REQUIREMENT:
When the word "query" shows up in a line of the records below, copy that line.

TASK MATERIAL:

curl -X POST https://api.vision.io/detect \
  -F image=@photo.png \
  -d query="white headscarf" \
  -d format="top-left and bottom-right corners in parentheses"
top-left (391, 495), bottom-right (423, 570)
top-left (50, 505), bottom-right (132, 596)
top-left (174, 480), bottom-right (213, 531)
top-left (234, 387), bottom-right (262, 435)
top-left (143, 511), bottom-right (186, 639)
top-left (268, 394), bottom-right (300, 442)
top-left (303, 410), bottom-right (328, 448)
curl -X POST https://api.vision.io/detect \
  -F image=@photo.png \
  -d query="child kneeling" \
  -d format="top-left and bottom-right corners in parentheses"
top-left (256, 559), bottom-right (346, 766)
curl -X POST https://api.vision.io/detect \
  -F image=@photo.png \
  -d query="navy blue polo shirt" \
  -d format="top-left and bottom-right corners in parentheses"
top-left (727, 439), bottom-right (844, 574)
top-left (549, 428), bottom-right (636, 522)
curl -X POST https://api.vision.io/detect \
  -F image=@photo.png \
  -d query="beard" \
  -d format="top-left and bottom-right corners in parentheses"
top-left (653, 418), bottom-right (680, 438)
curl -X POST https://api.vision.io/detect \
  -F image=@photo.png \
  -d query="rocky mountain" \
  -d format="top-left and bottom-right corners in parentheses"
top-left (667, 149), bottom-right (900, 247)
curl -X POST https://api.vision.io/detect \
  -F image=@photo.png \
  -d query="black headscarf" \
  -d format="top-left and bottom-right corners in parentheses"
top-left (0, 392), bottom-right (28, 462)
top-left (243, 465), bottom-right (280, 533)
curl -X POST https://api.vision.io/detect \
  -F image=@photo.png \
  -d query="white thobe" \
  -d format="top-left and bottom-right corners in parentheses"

...

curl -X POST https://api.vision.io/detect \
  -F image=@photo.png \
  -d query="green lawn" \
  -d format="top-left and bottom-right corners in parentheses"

SOLUTION TO THE PROBLEM:
  -d query="white headscarf" \
  -d query="child kneeling" \
  -d query="navy blue polo shirt" \
  -d query="beard" \
  -d query="rocky mountain" \
  -d query="black headscarf" \
  -d query="white thobe" \
  -d query="green lawn" \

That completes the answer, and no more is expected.